--- Material for this exercise ---
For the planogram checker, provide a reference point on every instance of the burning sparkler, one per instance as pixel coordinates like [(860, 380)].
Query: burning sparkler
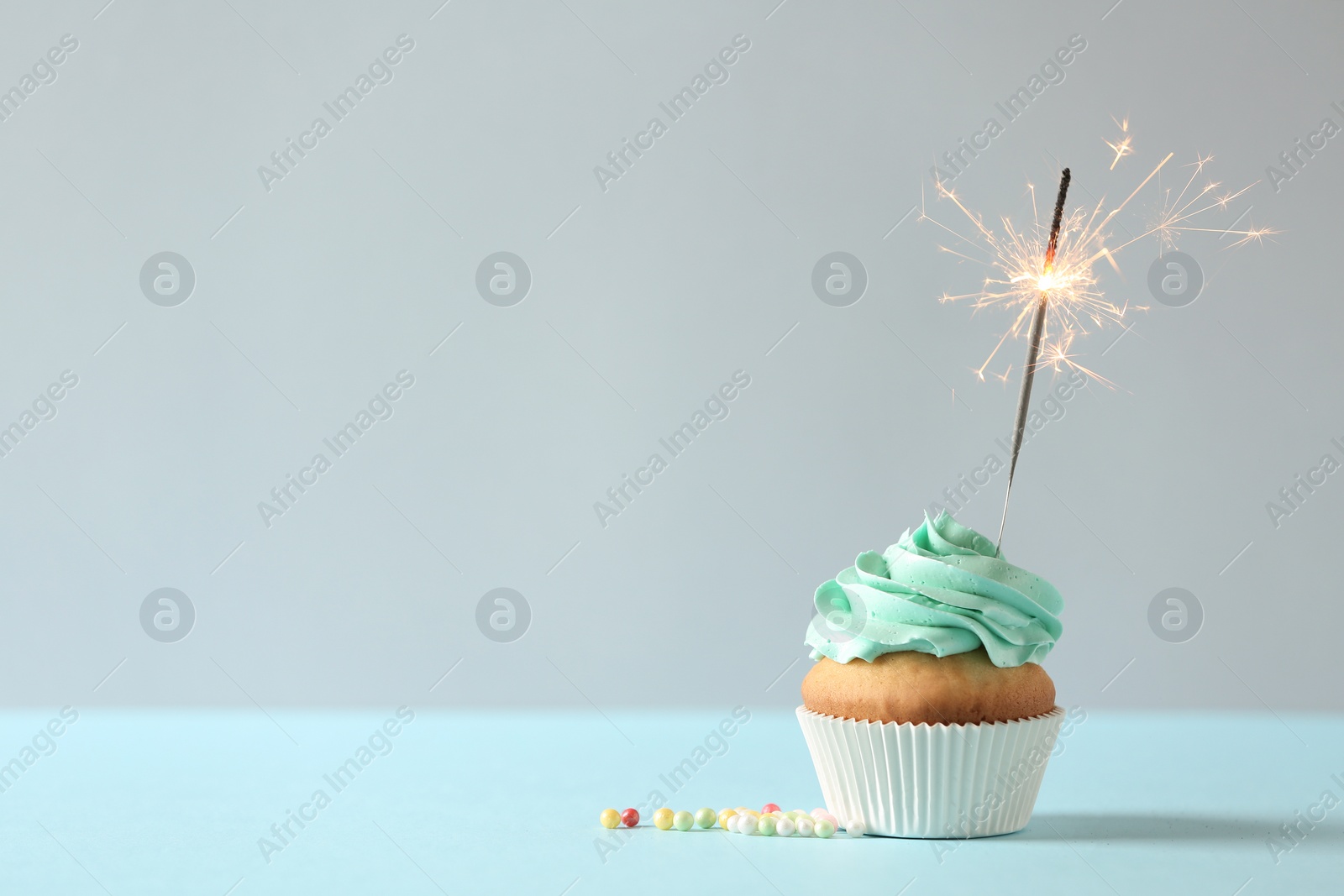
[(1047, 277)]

* * *

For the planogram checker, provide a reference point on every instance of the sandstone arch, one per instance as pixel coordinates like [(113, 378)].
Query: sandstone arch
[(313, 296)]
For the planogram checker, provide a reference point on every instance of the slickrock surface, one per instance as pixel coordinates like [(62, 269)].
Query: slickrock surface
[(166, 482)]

...

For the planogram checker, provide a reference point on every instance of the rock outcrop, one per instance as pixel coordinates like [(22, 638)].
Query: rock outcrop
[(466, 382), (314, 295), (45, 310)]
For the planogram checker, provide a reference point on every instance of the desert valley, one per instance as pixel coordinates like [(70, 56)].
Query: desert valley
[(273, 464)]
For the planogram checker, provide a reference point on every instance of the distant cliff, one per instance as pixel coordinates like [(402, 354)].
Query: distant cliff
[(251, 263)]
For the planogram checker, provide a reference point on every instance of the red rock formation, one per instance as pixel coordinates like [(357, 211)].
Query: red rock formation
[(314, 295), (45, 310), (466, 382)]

--- Work request ---
A single number is the answer here: how many lines of the material contain the string "instance"?

--- Answer to this task ---
7